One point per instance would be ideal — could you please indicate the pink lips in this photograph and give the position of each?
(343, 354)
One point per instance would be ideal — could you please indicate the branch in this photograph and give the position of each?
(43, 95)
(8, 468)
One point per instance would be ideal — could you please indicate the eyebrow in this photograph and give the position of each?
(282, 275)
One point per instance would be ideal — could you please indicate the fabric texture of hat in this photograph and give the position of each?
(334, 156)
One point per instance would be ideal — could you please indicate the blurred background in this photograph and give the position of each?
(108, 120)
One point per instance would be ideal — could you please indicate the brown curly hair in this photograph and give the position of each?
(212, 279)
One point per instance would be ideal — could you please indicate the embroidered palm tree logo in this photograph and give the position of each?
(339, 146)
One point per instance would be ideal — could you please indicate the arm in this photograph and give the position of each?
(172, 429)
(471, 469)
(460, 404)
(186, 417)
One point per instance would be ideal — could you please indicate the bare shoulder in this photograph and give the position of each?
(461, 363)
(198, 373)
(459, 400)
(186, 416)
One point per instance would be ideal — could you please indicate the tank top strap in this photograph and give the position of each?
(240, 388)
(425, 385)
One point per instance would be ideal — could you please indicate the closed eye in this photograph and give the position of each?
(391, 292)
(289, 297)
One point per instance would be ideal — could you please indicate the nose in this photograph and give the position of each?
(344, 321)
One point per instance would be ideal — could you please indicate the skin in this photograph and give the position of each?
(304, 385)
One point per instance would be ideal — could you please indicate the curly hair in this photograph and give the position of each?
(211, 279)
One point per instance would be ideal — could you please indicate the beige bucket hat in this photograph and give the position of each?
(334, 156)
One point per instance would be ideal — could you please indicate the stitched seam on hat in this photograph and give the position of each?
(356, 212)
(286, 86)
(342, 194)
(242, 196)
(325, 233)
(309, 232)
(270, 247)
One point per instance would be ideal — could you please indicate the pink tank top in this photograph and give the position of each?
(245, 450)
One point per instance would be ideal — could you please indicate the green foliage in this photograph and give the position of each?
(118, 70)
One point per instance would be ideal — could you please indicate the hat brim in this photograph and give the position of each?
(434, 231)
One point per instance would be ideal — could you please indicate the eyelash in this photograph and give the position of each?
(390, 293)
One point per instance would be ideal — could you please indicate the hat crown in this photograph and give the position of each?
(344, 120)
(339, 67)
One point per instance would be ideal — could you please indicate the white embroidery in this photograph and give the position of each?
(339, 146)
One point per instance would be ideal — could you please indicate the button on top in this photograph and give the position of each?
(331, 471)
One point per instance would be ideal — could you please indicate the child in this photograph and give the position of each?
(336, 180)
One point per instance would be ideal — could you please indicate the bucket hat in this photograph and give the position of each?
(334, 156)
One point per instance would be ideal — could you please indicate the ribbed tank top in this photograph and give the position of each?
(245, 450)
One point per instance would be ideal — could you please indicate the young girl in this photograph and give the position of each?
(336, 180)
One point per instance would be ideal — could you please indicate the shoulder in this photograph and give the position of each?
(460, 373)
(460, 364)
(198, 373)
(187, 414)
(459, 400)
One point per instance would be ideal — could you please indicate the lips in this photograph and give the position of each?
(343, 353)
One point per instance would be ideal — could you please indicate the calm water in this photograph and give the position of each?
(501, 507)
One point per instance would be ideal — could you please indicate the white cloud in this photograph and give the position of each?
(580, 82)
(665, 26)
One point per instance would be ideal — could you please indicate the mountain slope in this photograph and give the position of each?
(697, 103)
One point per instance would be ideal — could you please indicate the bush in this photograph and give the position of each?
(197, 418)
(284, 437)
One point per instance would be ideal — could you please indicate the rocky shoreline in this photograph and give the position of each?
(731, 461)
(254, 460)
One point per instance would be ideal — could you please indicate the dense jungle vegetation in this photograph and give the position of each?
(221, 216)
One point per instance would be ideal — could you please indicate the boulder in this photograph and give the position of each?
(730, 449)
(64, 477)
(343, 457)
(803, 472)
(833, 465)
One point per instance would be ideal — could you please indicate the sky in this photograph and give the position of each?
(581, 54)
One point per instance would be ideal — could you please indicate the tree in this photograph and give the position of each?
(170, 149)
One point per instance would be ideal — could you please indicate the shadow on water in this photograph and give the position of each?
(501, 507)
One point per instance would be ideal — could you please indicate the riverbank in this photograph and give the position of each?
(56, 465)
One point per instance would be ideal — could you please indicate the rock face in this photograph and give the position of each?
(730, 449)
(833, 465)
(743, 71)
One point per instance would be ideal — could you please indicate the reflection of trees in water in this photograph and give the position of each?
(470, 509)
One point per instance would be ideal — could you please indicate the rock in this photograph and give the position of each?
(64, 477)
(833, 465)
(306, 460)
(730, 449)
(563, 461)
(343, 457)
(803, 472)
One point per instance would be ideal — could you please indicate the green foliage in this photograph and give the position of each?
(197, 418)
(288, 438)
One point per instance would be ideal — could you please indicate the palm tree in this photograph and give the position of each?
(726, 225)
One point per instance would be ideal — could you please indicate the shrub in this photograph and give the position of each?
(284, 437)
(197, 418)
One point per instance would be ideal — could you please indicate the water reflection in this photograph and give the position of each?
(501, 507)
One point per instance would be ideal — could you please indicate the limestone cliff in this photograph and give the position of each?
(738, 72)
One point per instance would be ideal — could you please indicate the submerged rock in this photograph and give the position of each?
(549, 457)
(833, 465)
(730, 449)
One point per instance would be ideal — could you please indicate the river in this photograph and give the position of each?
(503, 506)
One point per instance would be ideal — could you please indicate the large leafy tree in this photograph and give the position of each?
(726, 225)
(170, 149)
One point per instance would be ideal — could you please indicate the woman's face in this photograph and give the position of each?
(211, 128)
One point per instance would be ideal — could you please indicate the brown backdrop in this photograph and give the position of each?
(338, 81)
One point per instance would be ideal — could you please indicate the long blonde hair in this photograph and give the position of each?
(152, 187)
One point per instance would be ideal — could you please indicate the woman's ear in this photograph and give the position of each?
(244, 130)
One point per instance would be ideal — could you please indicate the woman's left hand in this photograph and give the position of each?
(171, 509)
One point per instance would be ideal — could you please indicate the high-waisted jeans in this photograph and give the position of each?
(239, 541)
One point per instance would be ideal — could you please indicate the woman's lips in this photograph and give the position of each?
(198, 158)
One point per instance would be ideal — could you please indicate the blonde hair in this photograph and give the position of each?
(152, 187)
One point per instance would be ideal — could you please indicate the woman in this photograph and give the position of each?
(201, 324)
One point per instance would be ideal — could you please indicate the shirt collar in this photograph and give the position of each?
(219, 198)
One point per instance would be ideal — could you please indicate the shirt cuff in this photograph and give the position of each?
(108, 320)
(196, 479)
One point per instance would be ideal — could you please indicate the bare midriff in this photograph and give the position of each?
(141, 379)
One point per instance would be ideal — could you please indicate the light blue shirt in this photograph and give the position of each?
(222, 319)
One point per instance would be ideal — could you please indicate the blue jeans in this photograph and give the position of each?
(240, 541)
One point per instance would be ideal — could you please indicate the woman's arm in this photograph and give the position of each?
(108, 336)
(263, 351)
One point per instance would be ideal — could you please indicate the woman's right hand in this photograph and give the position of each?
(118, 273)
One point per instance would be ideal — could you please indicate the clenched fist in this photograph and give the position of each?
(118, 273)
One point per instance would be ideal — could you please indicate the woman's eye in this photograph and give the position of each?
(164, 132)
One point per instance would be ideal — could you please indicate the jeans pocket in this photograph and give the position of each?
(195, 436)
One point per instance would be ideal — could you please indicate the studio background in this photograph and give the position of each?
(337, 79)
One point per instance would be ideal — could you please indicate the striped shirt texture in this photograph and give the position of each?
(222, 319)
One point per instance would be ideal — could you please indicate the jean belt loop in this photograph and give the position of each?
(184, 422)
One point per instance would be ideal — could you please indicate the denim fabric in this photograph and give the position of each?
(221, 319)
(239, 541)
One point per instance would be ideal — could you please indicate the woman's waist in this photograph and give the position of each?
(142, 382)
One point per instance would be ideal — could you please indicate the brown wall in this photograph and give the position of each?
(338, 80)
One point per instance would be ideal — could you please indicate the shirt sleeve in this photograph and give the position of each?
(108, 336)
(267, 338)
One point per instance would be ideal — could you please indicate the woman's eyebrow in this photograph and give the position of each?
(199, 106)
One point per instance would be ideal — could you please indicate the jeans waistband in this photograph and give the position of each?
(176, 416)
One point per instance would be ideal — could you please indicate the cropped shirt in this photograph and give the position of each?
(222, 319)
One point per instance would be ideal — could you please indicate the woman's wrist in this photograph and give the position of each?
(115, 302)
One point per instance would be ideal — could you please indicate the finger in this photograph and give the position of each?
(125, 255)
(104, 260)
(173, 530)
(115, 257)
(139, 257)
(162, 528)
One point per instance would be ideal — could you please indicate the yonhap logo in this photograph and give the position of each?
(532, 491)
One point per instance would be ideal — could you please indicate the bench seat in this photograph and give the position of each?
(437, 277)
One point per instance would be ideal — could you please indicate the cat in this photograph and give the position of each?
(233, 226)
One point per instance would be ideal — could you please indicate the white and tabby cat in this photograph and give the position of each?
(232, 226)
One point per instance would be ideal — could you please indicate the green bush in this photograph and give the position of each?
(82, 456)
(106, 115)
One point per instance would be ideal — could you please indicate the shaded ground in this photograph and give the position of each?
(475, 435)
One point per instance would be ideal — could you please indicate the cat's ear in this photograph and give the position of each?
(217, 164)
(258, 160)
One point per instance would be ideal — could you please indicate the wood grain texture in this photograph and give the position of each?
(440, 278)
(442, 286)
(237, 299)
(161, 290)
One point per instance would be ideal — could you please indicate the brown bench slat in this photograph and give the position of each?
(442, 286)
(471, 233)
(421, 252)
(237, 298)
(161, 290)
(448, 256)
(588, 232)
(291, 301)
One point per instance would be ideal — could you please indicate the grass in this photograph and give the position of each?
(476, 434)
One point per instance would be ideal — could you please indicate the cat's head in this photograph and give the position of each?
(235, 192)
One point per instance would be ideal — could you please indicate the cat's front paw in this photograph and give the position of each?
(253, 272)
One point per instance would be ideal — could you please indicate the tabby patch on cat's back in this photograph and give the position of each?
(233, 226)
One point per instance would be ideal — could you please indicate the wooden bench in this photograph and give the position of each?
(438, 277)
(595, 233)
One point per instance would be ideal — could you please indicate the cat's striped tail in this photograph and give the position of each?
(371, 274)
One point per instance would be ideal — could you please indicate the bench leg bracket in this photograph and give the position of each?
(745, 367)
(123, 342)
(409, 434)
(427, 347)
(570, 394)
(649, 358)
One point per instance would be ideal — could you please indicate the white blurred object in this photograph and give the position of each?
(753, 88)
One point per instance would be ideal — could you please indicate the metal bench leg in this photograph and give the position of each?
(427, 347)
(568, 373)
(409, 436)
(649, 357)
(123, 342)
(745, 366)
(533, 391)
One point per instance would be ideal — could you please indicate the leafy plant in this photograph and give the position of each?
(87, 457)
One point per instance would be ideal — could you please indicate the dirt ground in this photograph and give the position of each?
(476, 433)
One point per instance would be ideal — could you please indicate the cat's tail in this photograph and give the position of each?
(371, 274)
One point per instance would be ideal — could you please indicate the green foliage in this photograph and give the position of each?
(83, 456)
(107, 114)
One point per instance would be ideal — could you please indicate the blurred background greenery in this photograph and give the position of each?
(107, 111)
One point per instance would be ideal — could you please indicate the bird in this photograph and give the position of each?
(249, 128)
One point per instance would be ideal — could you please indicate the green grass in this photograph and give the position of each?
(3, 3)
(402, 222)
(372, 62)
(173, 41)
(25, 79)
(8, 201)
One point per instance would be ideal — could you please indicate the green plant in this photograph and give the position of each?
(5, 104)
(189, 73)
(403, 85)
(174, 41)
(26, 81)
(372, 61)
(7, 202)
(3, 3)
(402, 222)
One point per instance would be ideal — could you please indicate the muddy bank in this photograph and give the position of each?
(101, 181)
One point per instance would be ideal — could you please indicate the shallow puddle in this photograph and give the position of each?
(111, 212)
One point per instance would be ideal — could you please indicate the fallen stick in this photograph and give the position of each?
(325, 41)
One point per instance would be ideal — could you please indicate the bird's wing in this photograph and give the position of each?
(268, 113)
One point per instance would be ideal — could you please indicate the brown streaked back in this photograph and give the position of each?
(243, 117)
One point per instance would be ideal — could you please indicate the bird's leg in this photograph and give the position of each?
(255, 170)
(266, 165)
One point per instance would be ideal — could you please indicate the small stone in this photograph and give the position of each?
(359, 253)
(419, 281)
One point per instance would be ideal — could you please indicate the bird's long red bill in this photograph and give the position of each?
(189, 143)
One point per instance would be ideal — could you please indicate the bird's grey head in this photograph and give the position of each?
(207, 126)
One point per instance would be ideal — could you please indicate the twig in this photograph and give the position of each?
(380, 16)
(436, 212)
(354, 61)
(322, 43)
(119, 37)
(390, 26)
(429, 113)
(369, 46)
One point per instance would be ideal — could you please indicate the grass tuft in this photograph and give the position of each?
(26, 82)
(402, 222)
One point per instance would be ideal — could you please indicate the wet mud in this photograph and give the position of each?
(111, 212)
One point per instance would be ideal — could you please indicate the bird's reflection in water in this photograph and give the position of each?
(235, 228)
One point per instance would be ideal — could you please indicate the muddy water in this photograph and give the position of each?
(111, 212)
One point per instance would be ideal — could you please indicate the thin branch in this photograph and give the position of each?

---------------

Print the stretch of records from the line containing "indicate the twig" through the last line of the records, both ends included, word for word.

Reply:
One point per instance would be ideal — could you please indicate the twig in this photograph and give the position of each?
(380, 16)
(436, 212)
(354, 61)
(322, 43)
(119, 37)
(390, 26)
(429, 113)
(369, 46)
One point per instance would be ideal — could you please indicate the grass tuft in this photograph and give the position of each?
(26, 82)
(402, 222)
One point per instance would be ideal — could you please indicate the wet mud in this photograph and give the position of each?
(111, 212)
One point per instance would be ideal — could you please indicate the bird's reflection in water in this photograph and give the position of each?
(235, 228)
One point per instance would be ideal — could you please indicate the muddy water in this photograph and give the position of each?
(111, 212)
One point per instance would be ideal — could you please indicate the thin branch in this photograph and give the position of each?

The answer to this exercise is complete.